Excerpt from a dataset

++++++

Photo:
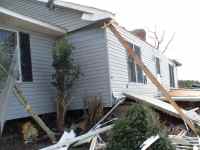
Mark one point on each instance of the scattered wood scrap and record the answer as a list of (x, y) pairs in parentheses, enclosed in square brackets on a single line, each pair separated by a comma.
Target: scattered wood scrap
[(65, 143), (165, 107)]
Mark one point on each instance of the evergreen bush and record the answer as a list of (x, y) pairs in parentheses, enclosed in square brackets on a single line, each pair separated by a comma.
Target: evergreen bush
[(139, 124)]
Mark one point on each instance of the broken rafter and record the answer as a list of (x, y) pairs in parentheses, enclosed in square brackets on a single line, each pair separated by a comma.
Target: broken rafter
[(138, 61)]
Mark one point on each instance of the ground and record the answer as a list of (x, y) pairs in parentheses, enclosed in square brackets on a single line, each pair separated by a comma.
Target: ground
[(16, 143)]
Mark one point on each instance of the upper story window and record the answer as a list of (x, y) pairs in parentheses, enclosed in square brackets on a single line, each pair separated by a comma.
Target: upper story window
[(11, 40), (25, 57), (158, 66), (135, 73), (171, 76)]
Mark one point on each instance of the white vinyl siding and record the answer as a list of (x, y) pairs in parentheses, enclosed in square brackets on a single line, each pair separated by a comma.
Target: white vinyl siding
[(119, 67)]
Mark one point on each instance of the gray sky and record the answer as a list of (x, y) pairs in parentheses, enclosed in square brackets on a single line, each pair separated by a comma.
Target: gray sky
[(179, 16)]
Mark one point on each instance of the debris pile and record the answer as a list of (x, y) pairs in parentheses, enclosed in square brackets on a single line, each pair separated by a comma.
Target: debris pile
[(180, 135)]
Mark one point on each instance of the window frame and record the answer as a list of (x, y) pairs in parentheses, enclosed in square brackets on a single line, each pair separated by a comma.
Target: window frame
[(158, 70), (172, 78), (135, 66), (17, 51)]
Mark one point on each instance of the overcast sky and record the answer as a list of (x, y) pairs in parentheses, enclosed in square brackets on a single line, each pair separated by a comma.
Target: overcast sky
[(179, 16)]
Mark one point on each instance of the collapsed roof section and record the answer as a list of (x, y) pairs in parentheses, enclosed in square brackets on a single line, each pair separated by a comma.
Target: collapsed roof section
[(29, 23), (89, 13)]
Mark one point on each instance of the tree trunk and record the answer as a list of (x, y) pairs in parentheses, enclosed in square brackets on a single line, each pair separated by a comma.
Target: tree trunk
[(60, 100)]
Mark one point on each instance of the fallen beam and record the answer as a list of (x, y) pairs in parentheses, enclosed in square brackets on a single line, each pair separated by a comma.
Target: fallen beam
[(66, 143), (164, 107), (149, 74)]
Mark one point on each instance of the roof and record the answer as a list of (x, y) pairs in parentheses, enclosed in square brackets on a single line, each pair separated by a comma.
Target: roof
[(30, 22), (90, 13), (178, 64)]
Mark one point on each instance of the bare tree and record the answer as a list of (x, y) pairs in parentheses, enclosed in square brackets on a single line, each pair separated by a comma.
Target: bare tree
[(159, 39)]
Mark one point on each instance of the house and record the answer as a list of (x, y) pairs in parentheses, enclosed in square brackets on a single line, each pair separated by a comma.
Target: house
[(107, 70)]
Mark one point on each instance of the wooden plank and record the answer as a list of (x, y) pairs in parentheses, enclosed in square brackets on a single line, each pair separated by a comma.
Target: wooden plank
[(137, 60)]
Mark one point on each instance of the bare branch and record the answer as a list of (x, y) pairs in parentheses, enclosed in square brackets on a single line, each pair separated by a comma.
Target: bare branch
[(169, 42)]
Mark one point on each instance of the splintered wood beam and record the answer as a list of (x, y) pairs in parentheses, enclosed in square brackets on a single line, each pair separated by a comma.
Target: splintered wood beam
[(22, 99), (138, 61)]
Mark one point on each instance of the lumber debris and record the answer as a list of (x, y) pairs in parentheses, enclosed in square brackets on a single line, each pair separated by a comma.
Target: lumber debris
[(24, 102), (65, 143), (149, 142), (185, 142), (154, 80), (165, 107)]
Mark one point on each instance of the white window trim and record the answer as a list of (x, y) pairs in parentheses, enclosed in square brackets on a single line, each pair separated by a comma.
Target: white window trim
[(17, 51), (136, 71)]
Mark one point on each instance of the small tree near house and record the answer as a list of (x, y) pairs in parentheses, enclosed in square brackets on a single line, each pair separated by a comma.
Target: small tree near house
[(139, 124), (66, 72)]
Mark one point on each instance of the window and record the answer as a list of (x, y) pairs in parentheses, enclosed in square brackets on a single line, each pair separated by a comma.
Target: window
[(135, 74), (171, 76), (8, 44), (158, 66), (140, 77), (10, 40), (25, 57)]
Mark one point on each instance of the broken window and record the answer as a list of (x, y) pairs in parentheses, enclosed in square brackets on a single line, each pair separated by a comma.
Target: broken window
[(25, 57), (171, 76), (140, 77), (158, 66), (135, 73), (8, 44)]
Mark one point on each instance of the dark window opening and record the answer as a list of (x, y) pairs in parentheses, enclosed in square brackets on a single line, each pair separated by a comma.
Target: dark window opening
[(25, 57), (140, 77), (171, 75), (135, 73)]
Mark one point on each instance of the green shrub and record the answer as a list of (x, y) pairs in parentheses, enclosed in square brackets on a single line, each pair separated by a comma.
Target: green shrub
[(139, 124)]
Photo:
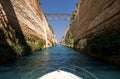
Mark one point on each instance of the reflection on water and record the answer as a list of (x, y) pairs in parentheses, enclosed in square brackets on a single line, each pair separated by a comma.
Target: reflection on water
[(56, 57)]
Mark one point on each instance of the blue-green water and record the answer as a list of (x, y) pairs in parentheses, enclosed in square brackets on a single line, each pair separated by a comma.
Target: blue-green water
[(56, 57)]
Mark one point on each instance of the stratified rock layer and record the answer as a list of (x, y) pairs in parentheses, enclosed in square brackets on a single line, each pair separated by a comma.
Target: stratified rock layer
[(91, 18), (94, 16)]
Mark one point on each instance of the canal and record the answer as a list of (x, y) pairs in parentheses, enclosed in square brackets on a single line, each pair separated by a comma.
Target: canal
[(56, 57)]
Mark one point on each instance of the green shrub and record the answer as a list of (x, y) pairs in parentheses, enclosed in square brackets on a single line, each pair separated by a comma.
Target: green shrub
[(38, 45), (107, 43), (19, 49)]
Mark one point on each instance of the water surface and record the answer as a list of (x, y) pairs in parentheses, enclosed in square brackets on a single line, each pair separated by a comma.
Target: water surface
[(56, 57)]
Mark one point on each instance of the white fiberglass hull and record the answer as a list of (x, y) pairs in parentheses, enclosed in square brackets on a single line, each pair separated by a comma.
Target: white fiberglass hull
[(59, 74)]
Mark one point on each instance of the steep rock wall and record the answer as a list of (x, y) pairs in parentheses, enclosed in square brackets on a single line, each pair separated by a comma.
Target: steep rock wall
[(94, 17), (23, 28)]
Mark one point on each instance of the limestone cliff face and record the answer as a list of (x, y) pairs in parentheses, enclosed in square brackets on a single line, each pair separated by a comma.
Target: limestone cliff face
[(94, 17), (23, 23)]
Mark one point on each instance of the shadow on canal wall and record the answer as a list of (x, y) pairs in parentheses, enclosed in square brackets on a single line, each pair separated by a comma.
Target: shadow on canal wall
[(12, 40)]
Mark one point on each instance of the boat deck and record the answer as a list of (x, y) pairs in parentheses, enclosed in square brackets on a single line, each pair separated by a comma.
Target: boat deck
[(59, 74)]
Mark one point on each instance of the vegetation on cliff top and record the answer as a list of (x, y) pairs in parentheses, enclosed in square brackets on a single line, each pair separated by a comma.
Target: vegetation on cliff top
[(11, 47)]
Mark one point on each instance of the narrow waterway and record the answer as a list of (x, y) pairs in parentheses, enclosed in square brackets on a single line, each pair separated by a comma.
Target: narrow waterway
[(56, 57)]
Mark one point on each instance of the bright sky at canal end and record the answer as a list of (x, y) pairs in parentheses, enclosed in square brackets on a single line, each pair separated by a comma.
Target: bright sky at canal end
[(58, 7)]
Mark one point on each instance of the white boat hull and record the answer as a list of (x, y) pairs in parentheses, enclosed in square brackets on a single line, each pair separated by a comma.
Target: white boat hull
[(59, 74)]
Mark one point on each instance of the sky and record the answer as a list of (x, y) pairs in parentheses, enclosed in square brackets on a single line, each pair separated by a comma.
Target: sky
[(58, 7)]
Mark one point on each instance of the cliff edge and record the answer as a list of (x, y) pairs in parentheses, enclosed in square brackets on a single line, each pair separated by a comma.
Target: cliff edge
[(95, 29), (23, 29)]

++++++

SHORT EXERCISE: Arrange the rows starting at the line containing "Mark one point on each instance of the wooden" and ending at the line containing "80), (165, 107)]" as a two-column CSV with the headers text and answer, one line per row. Put each row's text and its answer in their own quoted fields, replacing line breaks with spaces.

CORRECT RESULT:
text,answer
"Mark one point on each instance of the wooden plank and record the answer as a list of (x, y) pairs in parentheses, enclosed in square brackets on a single line, each pair separated by a comma. Target: wooden plank","[(137, 60)]"
"Mark one point on each instance of the bare branch and record the answer as a list of (x, y) pairs in parentheses, enclosed in square brackets on a single line, each pair separated by a comma. Target: bare branch","[(169, 42)]"
"Mark one point on each instance of the splintered wood beam and record the answer as a list of (x, y) pairs in parentheses, enclosed in square brackets on a single line, each pair separated by a comma. Target: splintered wood beam","[(22, 99), (138, 61)]"
"Mark one point on each instance of the lumber debris and record the answer as a list of (x, y) pairs in parentheses, enclosed in square brackets on a single line, each pair separated by a comma. Target: lumber debris","[(24, 102), (65, 143), (149, 142), (185, 142), (154, 80), (165, 107)]"